▶ **Task details**
Answer the following questions using the book excerpt below.
(a) How much did the e-program "The Fire Starter Sessions" gross in its first year?
(b) What time did Hal Elrod see on his clock while driving home?
(c) What kind of car was Hal Elrod driving when the collision occurred?

▶ **Provided text**
The Education of Millionaires - Michael Ellsberg [106]
Danielle held “Fire Starter Groups” in sixteen cities to help teach budding entrepreneurs to start the fires of their own creativity. “I held groups in pole-dancing studios and in boardrooms. Whatever it takes! I did hundreds of one-on-one sessions to develop fresh teaching material.” She then parlayed this material into an e-program, “The Fire Starter Sessions,” which grossed $170,000 in the first year.
She currently charges $1,000 for a one-hour consulting session, and you’ll have to wait several months if you want to book one. She’s just sold her next book project, based on the Fire Starter Sessions, to Random House for a quarter of a million dollars. I bet a lot of people who got accepted to grad school—rather than rejected, as she was—would envy that. Let’s face it. A little line on your resume saying you went to grad school doesn’t have much personality. A thriving, high-traffic blog, oozing with personality and brilliance, a full $1,000 per hour consulting practice, an online e-course, and a book deal with Random House does.
Much of the success of the people in this chapter—from Marian Schembari to Maria Andros to Robert Scoble to Danielle LaPorte—stems from their fearlessness in cultivating and expressing their original, authentic personal brand.
Of course, in order to express your originality, you have to be original—and it’s an oxymoron to teach someone to be original. But one thing that helps is removing from your mind the decades of programming we’ve received in school to play it safe, conform, fit in, stick to the crowd, don’t stand out. That’s a ticket straight to the purgatory of the center of a foot-high resume stack, right where most recent college grads end up. I hope the stories in this chapter have provided inspiration and examples of how to escape the stack—indeed, how to escape the tyranny of the entire resume format—and make your presence known.
SUCCESS SKILL #7
THE ENTREPRENEURIAL MIND-SET VERSUS THE EMPLOYEE MIND-SET
Become the Author of Your Own Life
Ten years ago, Hal Elrod was driving home on the freeway to Fresno, California, with his girlfriend, after speaking at a motivational conference related to his work. A budding public speaker, he had just received the first standing ovation of his life, and he was thrilled. In fact, he was so excited by his triumph that he wanted to call his mother and father and share the news with them. But he looked down at his clock and saw that it was 11:34 P.M. He remembered thinking he didn’t want to wake them.
That was the last thought he remembered for two weeks.
He woke up from a coma in the hospital six days later, though he has no recollection of the week following the coma either.
That night, a man had been hanging out at a bar near where Hal spoke, drinking. He’d only had a few beers, but he was intoxicated enough that, when he entered the highway, the man didn’t realize he was entering on the off ramp.
The man “merged” right, into what he thought was the slow lane, not realizing that he was now driving at 70 miles per hour headlong into the fast lane of oncoming traffic. Straight toward Hal.
Hal’s two-door Mustang collided with the man’s Chevy truck head-on, each going 70 miles per hour, with no brakes before impact.
Hal’s airbag engaged, protecting him from the initial impact. But the worst was still to come.
The Mustang spun out, ending up perpendicular to the road, with Hal’s door facing oncoming traffic. The car behind Hal’s didn’t even have time to brake before hitting Hal’s door directly.

▶ **Dataset content**
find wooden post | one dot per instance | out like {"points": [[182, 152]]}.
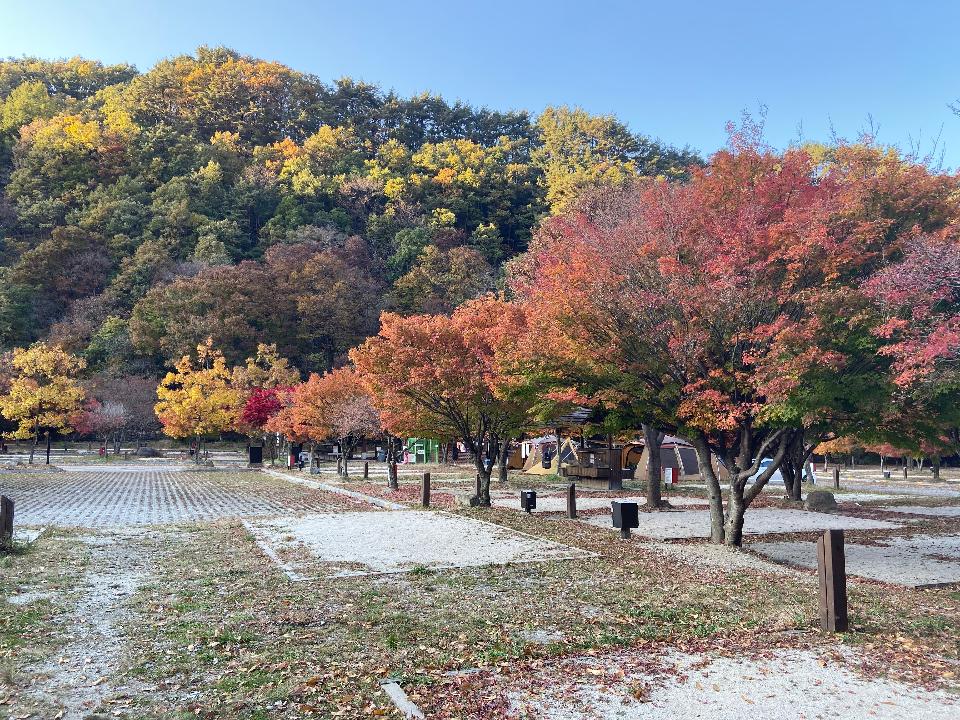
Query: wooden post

▶ **Result of this exercise**
(a) $170,000
(b) 11:34 P.M.
(c) A two-door Mustang